Nothing but the lines below between the line holding "Mark one point on each instance of the wooden fence" and the line holding "Mark one point on each instance of the purple", inclusive, should appear in the answer, each set down exactly.

MATERIAL FOR THIS TASK:
--

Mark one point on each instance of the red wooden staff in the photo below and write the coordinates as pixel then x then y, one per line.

--

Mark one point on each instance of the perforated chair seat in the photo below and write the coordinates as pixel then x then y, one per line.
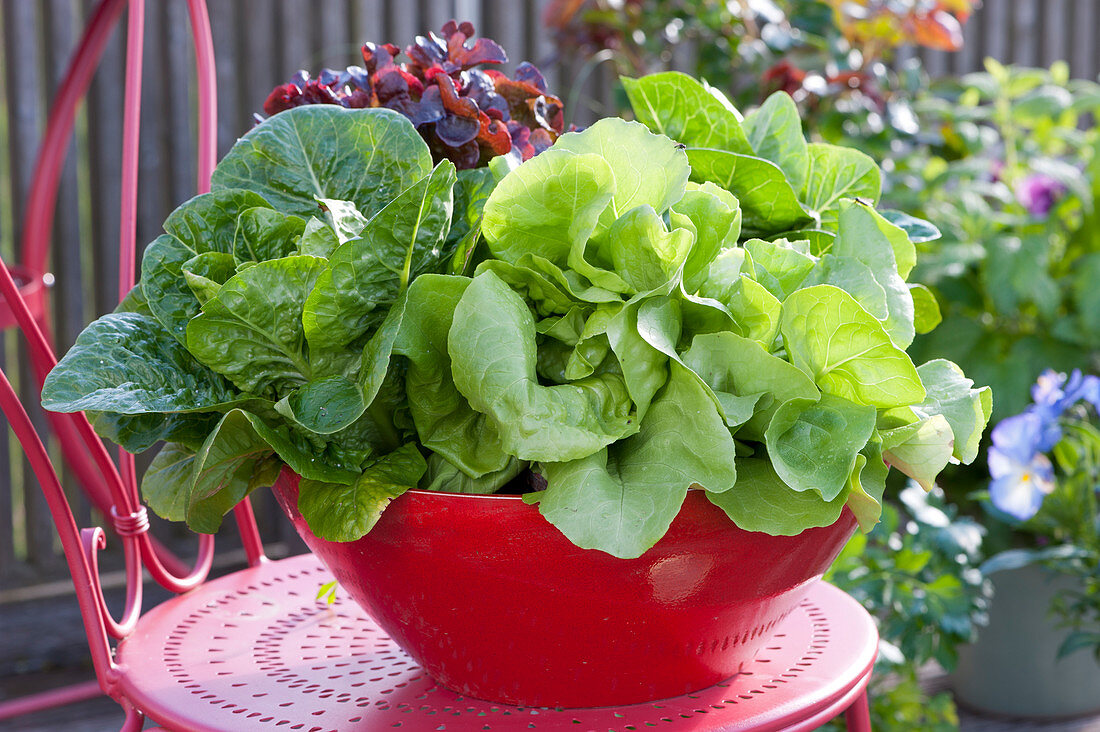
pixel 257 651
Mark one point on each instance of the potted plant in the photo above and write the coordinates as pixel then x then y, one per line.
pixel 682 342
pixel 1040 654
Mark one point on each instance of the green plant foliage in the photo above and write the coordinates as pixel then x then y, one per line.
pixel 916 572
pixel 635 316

--

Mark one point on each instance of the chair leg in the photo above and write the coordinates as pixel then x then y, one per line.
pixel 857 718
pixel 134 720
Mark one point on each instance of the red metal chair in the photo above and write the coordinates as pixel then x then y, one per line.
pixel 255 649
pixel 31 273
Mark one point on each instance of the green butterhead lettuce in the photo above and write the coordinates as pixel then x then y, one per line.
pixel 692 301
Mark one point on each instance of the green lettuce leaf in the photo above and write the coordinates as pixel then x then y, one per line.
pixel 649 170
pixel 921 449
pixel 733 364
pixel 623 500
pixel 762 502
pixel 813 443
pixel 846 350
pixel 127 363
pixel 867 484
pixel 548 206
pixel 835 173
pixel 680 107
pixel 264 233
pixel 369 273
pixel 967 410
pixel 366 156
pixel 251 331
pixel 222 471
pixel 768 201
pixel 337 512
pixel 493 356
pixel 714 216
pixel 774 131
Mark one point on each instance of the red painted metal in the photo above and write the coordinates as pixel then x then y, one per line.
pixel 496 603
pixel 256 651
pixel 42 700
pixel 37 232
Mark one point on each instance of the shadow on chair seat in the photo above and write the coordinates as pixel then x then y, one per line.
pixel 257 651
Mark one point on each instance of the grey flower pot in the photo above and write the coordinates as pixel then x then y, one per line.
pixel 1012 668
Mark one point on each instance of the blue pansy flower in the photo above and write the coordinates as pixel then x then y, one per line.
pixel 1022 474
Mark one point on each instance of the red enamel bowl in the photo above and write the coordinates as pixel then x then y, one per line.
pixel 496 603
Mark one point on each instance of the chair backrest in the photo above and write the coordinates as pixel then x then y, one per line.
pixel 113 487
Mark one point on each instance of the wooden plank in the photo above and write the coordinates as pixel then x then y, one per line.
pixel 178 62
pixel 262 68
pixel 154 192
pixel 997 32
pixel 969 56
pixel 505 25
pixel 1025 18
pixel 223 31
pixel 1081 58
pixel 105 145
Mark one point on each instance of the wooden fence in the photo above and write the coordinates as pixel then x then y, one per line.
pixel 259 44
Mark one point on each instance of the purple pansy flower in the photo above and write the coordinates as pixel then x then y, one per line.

--

ANSWER FOR THIS EXERCISE:
Mark one point on each instance of the wooden fence in the photo above and write the coordinates as pixel then x then y, one per line.
pixel 259 44
Mark one point on each instance of the purple pansy flower in the photo above and write the coordinates as pixel then x then y, one per line.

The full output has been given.